TASK A: Filter the entries down to the lines that contain the word "boat".

GIVEN PASSAGE:
┌──
I did not like the choices they made with directing Prim. Buttercup was the wrong color. Peeta–God bless that tiny Josh Hutcherson. Was every other male in Hollywood busy that day because…no. Lainey, from laineygossip.com, wrote in her excellent review of the film:

Whether it be by necessity or by strategy, by selfish manipulation or compassionate regard, literary Peeta wasn’t a child. In the movie, he’s made to be a child. Or at least I saw him as a child. When they connected on an emotional level in the book, I could understand Katniss’s attraction. Here was a man on the way who had sacrificed for her. Here was someone she finally knew she could trust. Here was someone she was growing to love out of respect – for his courage, for his conviction, for what qualities she lacked that he could bring to their relationship and stand with her on the same level.

What transpires instead, on film, in my mind, is not so much a meeting of different equals, but the bonding of a caregiver for a weaker ward that she must govern. I’m not saying it’s a dealbreaker. But I won’t lie to you and tell you that Peeta delivers. And I like Josh Hutcherson SO MUCH as a person, this is not an easy criticism.
└──
TASK B:
Answer these questions about the review excerpt:
(i) What website is Lainey from?
(ii) According to the quoted review, what is Peeta made to be in the movie?
(iii) What does the quoted review say it is not calling the on-film relationship?

RECORDS FOR PROCESSING:
┌──
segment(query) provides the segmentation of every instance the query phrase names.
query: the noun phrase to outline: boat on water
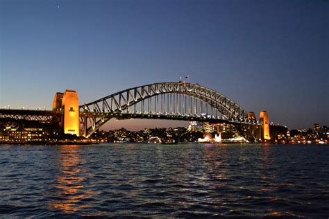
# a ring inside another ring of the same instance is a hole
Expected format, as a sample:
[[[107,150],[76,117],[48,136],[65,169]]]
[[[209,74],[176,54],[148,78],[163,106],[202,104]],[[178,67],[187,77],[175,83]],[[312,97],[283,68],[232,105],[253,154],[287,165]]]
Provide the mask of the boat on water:
[[[162,144],[178,144],[178,141],[176,141],[174,139],[164,139],[162,142]]]
[[[157,136],[151,137],[149,140],[147,140],[147,143],[161,143],[162,142],[160,138]]]

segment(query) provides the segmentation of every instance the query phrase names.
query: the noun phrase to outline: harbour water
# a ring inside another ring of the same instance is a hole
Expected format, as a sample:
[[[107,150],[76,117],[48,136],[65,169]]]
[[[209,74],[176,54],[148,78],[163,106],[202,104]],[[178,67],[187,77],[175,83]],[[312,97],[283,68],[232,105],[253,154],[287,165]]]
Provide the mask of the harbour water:
[[[329,147],[0,146],[0,218],[329,217]]]

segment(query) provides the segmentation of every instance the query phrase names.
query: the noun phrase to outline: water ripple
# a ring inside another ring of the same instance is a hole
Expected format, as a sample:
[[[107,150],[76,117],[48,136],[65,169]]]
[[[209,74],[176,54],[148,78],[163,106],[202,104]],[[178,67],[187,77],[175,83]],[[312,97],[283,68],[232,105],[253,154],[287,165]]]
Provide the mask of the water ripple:
[[[326,146],[0,146],[0,217],[323,218]]]

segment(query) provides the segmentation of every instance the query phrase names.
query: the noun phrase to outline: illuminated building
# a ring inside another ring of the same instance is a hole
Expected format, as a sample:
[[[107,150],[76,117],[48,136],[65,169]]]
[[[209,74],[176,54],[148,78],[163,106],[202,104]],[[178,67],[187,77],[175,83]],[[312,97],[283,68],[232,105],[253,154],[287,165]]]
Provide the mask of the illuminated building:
└──
FINAL ANSWER A:
query: the noun phrase to outline: boat on water
Provide the mask of the boat on water:

FINAL ANSWER B:
(i) laineygossip.com
(ii) A child
(iii) A dealbreaker